Required work
Duplicate everything from the line containing "Objective — a point for each instance of the dog's paw" down to the final line below, both ends included, without changing a character.

BEGIN

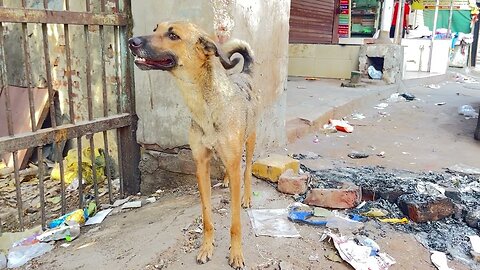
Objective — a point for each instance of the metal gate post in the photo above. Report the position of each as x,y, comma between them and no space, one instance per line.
130,158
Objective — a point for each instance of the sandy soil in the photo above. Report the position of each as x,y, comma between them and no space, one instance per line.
417,135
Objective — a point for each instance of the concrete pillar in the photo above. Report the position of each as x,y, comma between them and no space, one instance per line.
386,22
387,14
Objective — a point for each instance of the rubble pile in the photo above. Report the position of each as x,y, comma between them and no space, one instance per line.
445,206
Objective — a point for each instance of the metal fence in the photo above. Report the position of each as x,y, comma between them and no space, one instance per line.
92,108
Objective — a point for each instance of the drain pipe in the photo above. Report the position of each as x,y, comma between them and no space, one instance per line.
435,17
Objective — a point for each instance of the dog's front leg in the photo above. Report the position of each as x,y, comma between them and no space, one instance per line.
230,151
202,156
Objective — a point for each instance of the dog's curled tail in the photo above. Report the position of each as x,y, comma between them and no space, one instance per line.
237,46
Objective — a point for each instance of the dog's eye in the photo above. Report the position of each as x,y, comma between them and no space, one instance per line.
173,36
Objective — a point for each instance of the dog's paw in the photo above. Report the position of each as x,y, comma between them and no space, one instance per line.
236,259
246,201
205,253
226,182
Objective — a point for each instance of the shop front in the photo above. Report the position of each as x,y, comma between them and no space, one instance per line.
326,37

END

Solution to this task
Objective — a point for each instance of the dog's paw in the photo above. Report the position of each as x,y, comma between them and no space, one instance per line.
236,259
246,201
205,253
226,182
Objective — a point for each instance of the shop front in the photo above. Report the position of each as x,y, comma between them and no space, one instance per line.
326,37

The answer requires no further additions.